- **The task**
Pick out each line in the records below that contains the word "water", and copy those lines unchanged.

- **Recorded data**
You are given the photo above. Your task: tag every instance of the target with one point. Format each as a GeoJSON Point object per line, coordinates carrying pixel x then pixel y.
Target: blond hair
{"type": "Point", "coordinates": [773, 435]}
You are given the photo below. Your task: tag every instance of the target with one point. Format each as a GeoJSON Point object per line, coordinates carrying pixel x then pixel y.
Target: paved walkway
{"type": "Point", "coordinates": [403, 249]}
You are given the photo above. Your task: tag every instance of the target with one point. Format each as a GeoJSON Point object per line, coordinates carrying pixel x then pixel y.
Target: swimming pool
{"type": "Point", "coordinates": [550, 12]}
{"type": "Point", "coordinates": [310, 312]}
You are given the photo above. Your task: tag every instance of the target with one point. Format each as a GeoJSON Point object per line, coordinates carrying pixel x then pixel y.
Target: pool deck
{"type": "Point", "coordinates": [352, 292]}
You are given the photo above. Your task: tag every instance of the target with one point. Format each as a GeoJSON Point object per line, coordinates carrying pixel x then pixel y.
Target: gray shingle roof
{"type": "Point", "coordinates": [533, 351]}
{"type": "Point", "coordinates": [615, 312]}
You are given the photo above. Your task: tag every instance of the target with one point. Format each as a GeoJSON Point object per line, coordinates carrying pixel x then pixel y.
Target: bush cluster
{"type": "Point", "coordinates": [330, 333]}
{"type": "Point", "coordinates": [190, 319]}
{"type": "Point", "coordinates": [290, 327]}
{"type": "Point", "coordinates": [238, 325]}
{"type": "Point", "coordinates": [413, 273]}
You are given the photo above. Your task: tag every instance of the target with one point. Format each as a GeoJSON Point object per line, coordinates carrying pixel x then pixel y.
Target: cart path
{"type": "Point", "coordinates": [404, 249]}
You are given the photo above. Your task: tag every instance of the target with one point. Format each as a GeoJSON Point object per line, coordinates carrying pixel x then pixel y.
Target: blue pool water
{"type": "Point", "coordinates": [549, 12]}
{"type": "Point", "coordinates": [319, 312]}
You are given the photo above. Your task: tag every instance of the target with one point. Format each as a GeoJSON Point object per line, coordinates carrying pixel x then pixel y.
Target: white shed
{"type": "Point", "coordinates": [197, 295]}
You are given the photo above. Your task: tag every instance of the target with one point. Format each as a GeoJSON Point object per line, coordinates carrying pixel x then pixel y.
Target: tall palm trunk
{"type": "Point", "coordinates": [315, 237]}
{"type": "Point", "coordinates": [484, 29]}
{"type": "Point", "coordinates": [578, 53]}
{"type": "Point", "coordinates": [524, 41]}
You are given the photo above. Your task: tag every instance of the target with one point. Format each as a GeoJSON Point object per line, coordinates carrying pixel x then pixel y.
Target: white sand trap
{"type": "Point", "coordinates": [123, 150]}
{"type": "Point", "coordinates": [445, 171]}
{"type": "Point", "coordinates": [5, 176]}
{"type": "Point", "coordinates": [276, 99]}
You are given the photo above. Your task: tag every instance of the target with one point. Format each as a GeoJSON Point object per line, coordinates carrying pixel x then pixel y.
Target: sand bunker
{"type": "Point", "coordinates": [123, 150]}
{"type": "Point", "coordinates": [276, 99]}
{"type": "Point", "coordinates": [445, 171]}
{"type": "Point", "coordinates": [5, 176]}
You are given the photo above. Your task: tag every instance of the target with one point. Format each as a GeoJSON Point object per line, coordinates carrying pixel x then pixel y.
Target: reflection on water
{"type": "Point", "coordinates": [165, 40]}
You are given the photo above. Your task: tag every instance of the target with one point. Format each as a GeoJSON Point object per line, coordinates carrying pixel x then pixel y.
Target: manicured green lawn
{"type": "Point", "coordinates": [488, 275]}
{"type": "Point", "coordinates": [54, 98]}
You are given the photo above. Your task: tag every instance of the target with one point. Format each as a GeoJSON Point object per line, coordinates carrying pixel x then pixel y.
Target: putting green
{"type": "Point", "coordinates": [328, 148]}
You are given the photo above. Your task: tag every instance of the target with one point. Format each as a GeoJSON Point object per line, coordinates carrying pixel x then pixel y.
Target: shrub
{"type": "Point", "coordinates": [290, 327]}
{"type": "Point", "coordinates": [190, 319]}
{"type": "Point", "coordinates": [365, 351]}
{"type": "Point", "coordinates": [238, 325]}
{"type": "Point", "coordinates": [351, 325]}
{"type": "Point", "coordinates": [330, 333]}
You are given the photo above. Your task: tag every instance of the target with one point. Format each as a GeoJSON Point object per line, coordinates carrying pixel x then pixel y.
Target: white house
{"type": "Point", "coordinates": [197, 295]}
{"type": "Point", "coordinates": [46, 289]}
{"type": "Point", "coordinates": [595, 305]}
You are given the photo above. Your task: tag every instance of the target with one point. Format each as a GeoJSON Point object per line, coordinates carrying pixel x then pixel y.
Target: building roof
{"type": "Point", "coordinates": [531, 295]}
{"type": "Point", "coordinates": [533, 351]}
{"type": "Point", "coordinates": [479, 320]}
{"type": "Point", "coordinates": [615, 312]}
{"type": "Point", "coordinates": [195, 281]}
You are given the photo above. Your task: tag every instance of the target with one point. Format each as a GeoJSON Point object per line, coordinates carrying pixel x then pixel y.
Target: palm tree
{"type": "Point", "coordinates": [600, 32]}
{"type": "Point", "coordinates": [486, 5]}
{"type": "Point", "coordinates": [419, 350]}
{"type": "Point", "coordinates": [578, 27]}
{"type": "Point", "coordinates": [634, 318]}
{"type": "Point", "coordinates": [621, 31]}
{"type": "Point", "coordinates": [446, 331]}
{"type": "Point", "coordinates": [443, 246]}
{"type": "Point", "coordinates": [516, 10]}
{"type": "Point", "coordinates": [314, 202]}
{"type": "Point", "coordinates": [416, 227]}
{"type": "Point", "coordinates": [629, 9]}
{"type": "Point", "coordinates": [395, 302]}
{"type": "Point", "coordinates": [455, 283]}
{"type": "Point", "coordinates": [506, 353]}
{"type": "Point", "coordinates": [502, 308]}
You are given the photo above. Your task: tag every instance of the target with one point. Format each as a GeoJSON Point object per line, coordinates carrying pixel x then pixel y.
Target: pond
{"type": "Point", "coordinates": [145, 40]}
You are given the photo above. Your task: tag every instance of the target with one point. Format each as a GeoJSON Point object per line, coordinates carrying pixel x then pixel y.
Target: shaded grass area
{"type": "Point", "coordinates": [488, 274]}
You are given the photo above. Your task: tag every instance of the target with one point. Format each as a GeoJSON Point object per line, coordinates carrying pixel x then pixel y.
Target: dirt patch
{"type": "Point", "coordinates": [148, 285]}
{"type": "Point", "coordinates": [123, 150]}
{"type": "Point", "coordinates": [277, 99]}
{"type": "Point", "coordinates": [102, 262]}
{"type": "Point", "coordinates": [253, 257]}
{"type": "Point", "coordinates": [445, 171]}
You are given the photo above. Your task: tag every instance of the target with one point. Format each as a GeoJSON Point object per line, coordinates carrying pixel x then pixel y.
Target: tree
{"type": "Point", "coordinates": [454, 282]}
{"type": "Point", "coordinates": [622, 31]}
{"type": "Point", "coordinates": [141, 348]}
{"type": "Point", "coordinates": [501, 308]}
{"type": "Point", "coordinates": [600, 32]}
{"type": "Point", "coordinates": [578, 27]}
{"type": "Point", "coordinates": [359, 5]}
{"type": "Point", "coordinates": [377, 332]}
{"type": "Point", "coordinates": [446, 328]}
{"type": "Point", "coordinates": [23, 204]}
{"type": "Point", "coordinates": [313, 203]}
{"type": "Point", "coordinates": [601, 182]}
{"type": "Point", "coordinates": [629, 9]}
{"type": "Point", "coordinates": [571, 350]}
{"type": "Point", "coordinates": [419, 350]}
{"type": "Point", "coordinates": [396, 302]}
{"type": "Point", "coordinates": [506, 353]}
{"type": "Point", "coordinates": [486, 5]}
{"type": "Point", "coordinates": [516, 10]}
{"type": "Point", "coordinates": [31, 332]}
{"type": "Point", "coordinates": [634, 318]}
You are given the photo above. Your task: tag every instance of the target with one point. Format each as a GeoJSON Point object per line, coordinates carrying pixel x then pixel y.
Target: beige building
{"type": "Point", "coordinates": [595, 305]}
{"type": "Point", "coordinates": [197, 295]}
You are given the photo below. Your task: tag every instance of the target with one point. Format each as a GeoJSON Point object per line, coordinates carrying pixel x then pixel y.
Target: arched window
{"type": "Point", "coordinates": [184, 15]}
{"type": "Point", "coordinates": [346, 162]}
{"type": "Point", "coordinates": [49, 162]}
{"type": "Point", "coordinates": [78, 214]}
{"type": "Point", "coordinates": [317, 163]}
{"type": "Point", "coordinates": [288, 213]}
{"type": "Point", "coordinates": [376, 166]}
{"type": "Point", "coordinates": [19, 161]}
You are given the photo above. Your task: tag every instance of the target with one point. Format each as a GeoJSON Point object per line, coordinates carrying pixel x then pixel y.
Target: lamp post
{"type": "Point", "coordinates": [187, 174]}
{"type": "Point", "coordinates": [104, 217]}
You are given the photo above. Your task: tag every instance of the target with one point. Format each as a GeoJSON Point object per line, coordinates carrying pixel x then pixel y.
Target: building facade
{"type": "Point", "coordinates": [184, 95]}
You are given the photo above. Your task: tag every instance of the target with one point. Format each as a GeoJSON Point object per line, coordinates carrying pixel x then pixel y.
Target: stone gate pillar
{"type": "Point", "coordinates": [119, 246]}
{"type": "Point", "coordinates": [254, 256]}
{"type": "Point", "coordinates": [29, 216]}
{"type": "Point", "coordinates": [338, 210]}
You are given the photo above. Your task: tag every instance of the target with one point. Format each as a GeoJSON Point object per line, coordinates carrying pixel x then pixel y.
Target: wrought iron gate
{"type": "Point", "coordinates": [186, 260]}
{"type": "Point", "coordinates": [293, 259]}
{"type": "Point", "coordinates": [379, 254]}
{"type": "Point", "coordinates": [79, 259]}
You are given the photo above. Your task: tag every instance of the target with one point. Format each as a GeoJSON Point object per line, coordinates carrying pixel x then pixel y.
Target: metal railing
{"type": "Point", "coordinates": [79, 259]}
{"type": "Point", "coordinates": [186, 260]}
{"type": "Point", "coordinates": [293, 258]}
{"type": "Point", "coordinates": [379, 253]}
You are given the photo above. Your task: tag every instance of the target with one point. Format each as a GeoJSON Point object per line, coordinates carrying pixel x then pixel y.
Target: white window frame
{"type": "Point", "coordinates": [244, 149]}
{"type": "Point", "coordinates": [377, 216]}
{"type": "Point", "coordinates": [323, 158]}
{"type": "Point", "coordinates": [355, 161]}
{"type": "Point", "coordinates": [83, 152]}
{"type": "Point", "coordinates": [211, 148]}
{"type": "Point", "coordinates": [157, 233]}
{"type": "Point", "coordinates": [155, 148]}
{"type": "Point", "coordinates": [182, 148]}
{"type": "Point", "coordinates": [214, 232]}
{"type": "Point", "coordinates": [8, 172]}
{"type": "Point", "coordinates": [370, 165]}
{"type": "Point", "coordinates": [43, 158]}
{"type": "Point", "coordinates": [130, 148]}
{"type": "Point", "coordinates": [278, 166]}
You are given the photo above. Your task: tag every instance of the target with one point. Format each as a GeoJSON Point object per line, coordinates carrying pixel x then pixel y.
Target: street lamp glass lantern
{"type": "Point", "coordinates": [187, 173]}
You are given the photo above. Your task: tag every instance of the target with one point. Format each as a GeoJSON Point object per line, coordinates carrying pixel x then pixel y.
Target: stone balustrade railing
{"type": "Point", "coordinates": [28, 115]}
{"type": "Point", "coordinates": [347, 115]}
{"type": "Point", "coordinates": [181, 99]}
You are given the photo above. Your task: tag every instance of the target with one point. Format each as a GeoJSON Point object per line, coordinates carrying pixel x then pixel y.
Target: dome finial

- **Result**
Target: blue pool water
Target: reflection on water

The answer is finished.